## [EXERCISE REQUIREMENTS]
Return verbatim the run of lines that opens with the line holding "of the young" and closes with the last line of the records.

** Begin DATA LISTING **

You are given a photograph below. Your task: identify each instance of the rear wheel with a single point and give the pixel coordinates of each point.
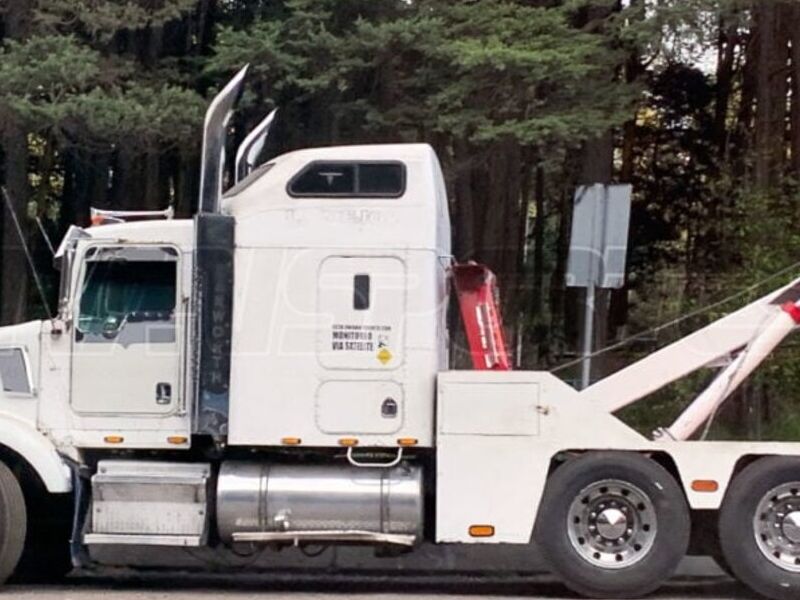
(759, 527)
(13, 522)
(613, 525)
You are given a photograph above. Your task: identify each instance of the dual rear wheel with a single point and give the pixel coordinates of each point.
(613, 524)
(759, 527)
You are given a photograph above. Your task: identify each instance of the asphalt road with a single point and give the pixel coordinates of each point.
(184, 586)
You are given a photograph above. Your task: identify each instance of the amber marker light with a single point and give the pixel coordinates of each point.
(481, 530)
(708, 486)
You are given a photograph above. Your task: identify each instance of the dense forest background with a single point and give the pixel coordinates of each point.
(694, 102)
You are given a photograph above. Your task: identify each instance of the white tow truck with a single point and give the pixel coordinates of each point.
(274, 372)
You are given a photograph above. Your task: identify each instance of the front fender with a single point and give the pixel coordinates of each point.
(38, 451)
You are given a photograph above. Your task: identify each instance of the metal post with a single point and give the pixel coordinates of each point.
(588, 335)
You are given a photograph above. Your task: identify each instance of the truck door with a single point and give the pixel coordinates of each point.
(126, 358)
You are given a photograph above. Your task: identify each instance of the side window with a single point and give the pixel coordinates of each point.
(14, 371)
(333, 179)
(128, 299)
(361, 292)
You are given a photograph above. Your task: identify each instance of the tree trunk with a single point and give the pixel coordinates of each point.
(14, 278)
(795, 117)
(772, 92)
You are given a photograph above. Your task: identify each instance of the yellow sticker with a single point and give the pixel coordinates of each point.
(384, 355)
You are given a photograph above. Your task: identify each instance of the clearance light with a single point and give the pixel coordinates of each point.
(708, 486)
(481, 530)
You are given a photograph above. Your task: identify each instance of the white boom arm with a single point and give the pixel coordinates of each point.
(721, 339)
(776, 329)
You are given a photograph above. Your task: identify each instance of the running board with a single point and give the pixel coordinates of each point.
(298, 537)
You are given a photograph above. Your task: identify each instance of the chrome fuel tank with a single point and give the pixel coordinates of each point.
(258, 497)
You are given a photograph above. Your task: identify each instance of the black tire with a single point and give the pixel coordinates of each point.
(46, 557)
(646, 567)
(13, 522)
(739, 532)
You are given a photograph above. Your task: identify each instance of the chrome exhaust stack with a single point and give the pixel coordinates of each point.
(251, 147)
(214, 133)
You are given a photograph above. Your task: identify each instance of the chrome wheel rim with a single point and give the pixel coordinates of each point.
(612, 524)
(777, 526)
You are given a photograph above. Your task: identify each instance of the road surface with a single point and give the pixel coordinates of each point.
(183, 586)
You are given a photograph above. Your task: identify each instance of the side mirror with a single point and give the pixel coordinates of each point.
(112, 326)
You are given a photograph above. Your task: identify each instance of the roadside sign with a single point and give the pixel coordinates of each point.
(599, 242)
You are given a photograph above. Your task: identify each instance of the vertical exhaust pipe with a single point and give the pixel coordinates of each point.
(212, 294)
(214, 133)
(250, 148)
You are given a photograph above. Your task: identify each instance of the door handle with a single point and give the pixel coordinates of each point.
(163, 393)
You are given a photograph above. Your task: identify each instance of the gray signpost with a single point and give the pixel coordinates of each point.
(597, 252)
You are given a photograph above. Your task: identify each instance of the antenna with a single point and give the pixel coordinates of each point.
(251, 147)
(46, 237)
(27, 251)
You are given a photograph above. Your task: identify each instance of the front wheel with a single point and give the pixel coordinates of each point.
(759, 527)
(613, 525)
(13, 522)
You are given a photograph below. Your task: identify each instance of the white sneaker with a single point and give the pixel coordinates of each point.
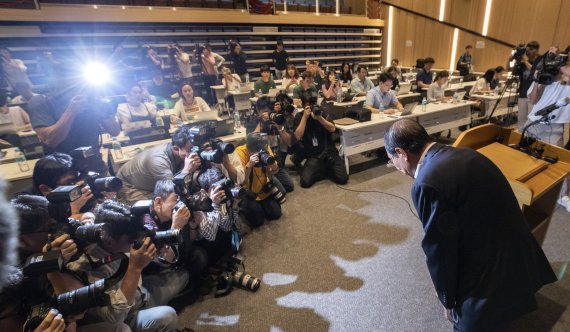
(565, 202)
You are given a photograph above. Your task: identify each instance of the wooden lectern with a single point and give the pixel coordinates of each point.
(535, 182)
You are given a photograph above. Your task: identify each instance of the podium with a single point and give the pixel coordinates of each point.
(535, 182)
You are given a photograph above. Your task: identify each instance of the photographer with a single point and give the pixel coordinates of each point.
(70, 120)
(131, 303)
(165, 215)
(257, 159)
(525, 59)
(35, 225)
(543, 95)
(318, 147)
(279, 137)
(141, 173)
(210, 62)
(57, 170)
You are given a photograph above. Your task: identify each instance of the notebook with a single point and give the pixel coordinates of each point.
(404, 88)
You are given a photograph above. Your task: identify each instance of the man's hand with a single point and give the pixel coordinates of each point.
(253, 159)
(217, 196)
(307, 112)
(180, 217)
(77, 204)
(448, 315)
(52, 323)
(65, 244)
(142, 256)
(192, 162)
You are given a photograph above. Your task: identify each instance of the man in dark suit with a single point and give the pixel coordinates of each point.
(483, 260)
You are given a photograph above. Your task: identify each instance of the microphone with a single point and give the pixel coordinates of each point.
(546, 110)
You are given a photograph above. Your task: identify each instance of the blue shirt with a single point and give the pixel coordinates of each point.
(374, 97)
(356, 85)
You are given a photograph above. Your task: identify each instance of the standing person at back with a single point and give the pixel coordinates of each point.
(483, 260)
(464, 62)
(424, 76)
(280, 60)
(524, 69)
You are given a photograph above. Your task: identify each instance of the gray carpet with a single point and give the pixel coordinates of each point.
(345, 261)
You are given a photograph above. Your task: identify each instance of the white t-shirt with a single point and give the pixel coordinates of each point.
(144, 109)
(198, 104)
(551, 94)
(234, 84)
(480, 85)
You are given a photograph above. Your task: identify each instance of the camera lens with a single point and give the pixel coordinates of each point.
(111, 183)
(215, 156)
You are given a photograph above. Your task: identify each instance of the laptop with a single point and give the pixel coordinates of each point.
(405, 88)
(204, 116)
(273, 93)
(408, 109)
(245, 87)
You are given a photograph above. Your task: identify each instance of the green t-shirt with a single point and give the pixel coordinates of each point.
(264, 87)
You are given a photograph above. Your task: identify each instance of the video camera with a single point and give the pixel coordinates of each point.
(76, 301)
(190, 196)
(550, 68)
(206, 134)
(82, 160)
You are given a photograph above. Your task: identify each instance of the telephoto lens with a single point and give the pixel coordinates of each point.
(246, 281)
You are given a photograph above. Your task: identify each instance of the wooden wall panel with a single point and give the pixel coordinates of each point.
(428, 38)
(491, 56)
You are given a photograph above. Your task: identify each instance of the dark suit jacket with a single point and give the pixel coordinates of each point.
(483, 260)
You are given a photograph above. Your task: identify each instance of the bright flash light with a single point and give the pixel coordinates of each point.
(96, 74)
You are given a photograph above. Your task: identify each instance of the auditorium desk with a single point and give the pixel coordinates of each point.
(366, 136)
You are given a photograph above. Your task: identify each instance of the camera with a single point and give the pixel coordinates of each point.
(159, 239)
(265, 159)
(189, 195)
(275, 192)
(551, 65)
(77, 301)
(231, 190)
(206, 134)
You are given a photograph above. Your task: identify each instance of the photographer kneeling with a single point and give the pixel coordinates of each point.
(274, 121)
(314, 131)
(130, 301)
(258, 161)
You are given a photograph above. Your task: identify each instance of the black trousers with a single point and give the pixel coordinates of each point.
(316, 169)
(255, 212)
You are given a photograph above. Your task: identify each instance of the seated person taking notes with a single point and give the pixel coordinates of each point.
(360, 85)
(436, 90)
(264, 83)
(382, 94)
(135, 110)
(188, 104)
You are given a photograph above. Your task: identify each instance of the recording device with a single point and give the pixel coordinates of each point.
(76, 301)
(230, 189)
(82, 159)
(190, 195)
(550, 108)
(274, 192)
(204, 135)
(551, 65)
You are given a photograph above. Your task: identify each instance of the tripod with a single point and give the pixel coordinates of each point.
(511, 102)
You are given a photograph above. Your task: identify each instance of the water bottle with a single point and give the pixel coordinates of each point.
(159, 121)
(21, 160)
(237, 121)
(117, 148)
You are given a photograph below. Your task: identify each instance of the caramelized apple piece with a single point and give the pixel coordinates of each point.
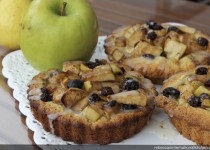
(114, 85)
(91, 114)
(72, 66)
(79, 106)
(187, 29)
(92, 86)
(115, 68)
(146, 48)
(135, 38)
(174, 49)
(100, 73)
(84, 67)
(130, 97)
(72, 96)
(201, 90)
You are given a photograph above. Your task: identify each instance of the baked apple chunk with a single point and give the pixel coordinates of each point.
(89, 98)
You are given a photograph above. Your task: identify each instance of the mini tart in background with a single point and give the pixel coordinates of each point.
(92, 102)
(158, 50)
(186, 99)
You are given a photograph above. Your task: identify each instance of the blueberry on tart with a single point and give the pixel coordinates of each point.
(158, 50)
(186, 99)
(92, 102)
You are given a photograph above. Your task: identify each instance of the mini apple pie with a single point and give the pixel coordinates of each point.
(92, 102)
(158, 51)
(186, 99)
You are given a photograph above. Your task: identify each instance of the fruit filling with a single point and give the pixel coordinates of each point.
(95, 90)
(191, 88)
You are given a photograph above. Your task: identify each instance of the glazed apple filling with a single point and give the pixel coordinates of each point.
(96, 90)
(179, 46)
(191, 88)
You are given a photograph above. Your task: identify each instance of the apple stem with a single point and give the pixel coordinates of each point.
(63, 9)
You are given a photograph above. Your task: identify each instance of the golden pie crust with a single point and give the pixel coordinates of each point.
(72, 125)
(172, 51)
(191, 122)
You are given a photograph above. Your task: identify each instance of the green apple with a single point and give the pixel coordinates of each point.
(11, 13)
(54, 31)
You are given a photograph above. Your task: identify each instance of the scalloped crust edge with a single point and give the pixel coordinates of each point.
(192, 123)
(79, 130)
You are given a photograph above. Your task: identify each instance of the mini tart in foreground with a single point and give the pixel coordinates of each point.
(92, 102)
(158, 51)
(186, 99)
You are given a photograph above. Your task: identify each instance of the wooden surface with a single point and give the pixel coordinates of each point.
(111, 14)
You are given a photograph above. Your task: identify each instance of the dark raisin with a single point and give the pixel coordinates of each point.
(204, 96)
(163, 54)
(45, 96)
(152, 36)
(207, 83)
(105, 91)
(157, 27)
(92, 65)
(201, 71)
(55, 73)
(151, 24)
(77, 83)
(94, 98)
(194, 101)
(171, 92)
(202, 41)
(144, 30)
(129, 107)
(111, 103)
(130, 84)
(150, 56)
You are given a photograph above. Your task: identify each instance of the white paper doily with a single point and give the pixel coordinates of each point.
(19, 72)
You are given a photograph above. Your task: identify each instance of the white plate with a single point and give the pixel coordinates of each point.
(19, 72)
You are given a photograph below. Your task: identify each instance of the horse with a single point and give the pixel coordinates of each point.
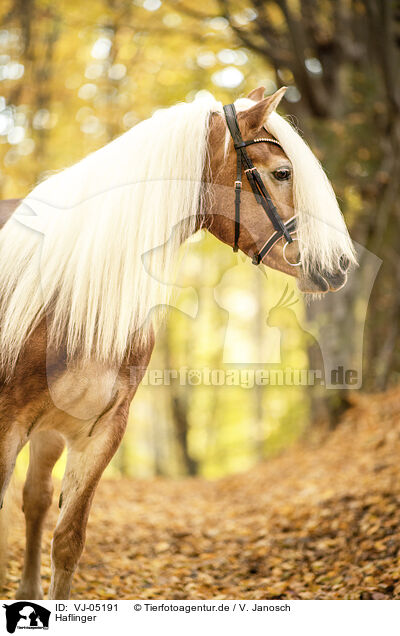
(81, 260)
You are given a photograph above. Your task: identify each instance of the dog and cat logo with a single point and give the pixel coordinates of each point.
(26, 615)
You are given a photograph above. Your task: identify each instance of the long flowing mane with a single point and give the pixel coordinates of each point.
(322, 233)
(80, 262)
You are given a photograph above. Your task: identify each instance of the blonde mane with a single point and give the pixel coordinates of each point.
(102, 239)
(92, 247)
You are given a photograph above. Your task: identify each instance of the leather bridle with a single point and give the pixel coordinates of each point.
(282, 229)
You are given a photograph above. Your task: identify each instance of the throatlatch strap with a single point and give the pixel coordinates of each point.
(290, 226)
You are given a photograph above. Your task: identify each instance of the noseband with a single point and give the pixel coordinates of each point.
(282, 229)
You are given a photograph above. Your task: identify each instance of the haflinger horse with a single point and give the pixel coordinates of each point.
(75, 297)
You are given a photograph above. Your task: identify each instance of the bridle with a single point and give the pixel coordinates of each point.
(282, 229)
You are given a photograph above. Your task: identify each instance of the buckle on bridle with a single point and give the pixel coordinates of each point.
(285, 257)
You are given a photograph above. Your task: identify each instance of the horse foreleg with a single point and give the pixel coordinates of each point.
(45, 448)
(88, 455)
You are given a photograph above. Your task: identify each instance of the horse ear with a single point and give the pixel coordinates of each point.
(256, 94)
(254, 118)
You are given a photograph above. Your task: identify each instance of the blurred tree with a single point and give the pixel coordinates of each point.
(340, 60)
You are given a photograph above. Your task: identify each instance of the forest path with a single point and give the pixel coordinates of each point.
(314, 523)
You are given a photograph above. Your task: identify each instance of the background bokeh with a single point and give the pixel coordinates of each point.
(74, 75)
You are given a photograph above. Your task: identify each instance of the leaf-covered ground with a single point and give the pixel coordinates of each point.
(314, 523)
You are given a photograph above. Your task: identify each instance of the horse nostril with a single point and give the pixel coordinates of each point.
(344, 263)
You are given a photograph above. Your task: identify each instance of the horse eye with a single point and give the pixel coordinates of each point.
(283, 174)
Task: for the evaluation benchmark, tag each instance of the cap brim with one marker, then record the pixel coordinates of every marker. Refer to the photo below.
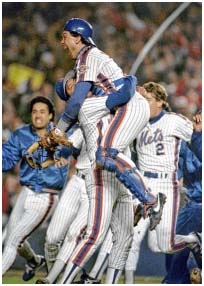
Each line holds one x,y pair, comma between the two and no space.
90,40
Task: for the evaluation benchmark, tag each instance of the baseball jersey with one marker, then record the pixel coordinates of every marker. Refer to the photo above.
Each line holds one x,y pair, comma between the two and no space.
158,144
95,66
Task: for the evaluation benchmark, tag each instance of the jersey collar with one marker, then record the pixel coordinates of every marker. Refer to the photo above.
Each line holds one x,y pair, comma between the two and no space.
156,118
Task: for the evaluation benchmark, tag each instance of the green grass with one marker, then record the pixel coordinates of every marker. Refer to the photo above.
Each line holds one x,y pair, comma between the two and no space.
14,277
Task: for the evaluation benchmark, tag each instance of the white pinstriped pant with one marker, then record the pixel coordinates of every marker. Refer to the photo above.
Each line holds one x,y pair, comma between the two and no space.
110,204
69,218
30,211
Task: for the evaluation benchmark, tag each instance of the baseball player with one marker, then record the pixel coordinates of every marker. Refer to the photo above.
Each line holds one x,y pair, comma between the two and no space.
71,212
94,68
190,216
107,196
40,186
158,147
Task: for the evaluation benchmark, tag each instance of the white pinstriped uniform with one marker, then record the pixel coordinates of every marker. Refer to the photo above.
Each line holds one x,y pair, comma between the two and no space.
72,208
30,211
158,147
96,66
110,203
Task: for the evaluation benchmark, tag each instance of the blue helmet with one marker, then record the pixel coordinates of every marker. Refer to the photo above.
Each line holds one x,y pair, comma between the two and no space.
81,27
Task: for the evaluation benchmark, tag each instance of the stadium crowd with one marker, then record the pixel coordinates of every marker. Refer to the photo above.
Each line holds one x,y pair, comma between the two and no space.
33,61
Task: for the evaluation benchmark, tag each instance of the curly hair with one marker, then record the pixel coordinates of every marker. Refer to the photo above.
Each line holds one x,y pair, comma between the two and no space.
159,91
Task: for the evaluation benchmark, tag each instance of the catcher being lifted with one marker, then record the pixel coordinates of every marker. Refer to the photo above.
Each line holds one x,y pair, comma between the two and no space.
49,141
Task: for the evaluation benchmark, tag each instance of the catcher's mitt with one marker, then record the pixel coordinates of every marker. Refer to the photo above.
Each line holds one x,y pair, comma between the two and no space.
50,141
54,138
195,276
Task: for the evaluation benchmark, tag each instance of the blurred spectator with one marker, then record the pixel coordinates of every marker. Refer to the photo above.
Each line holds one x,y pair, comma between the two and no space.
33,59
31,35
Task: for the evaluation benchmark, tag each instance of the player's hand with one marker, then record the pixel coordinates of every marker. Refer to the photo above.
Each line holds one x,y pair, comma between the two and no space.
61,162
197,122
141,90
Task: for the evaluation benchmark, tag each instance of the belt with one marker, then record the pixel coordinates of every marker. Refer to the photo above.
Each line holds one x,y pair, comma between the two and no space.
155,175
44,190
80,174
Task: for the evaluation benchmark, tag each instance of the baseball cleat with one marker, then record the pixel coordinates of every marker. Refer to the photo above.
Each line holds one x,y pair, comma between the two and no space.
138,214
43,281
155,212
85,279
198,236
31,268
196,276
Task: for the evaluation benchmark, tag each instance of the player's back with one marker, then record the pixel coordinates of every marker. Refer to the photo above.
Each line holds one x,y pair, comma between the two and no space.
158,144
98,67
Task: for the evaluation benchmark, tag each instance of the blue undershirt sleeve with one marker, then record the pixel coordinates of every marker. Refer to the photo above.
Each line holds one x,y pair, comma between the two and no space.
76,100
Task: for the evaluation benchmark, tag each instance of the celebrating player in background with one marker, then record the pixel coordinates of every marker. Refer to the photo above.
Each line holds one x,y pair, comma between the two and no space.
40,186
94,69
158,146
190,216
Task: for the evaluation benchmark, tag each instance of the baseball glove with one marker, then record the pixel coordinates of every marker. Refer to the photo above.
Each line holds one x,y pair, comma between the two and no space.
195,276
54,138
50,141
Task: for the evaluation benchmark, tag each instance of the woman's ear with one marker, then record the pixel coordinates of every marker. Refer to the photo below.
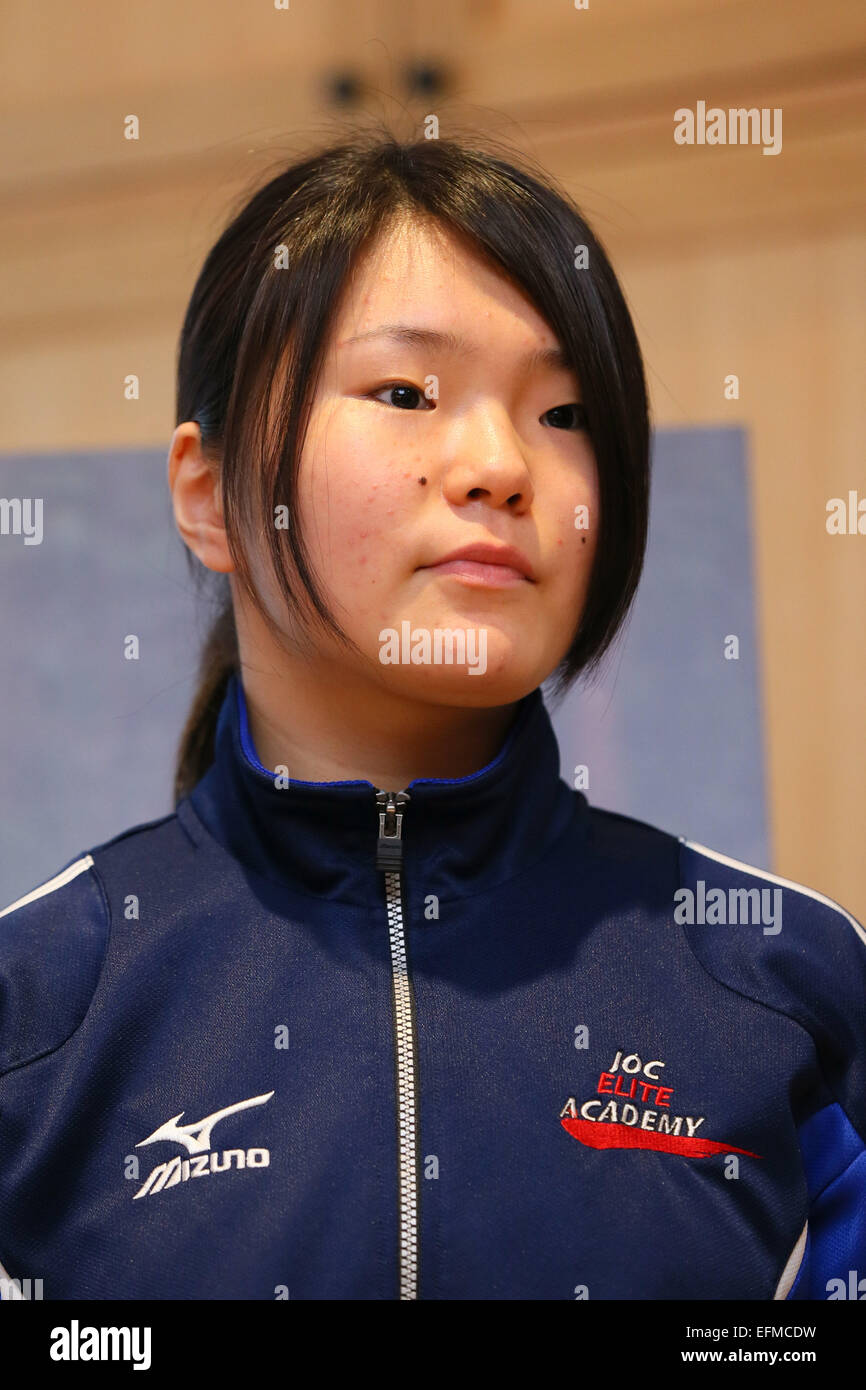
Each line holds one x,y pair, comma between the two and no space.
196,499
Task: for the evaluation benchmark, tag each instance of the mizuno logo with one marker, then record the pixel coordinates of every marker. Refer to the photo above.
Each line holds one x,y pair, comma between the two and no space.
195,1139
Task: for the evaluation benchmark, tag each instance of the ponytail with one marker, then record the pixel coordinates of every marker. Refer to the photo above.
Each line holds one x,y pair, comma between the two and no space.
220,660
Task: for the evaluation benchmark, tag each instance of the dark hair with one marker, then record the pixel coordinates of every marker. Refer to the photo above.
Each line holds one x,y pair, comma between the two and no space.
249,319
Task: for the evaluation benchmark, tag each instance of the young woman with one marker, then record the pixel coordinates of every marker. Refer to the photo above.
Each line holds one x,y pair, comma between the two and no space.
385,1009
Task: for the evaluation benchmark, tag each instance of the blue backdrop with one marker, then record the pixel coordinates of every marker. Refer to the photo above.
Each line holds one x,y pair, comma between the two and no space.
670,734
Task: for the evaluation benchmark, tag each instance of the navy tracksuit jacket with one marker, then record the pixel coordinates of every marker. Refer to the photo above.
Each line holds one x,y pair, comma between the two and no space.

** End DATA LISTING **

## [SOLUTION TO THE EXERCISE]
Task: for the evaluation benchmark, tag each instance of the young woman with one marker, then record the pixel coordinates of every marker. Refer to the photo above.
Each line holds one x,y pair, comma between the two and no space.
385,1009
Task: for the evaluation benchmark, tag each instance of the blue backdrop with one marker, then record the pixel coordinates of every marker. Refer to the photo above.
Each line holds one x,y pair, comma between the two and no space.
670,734
Task: for the evaluation benchmark, tag each instance of the navy tracksuit jacket with one marker, then record the pixel coordinates of every marker. Refer to the photo above.
Each line holds one x,y pair, comma between the two and no space.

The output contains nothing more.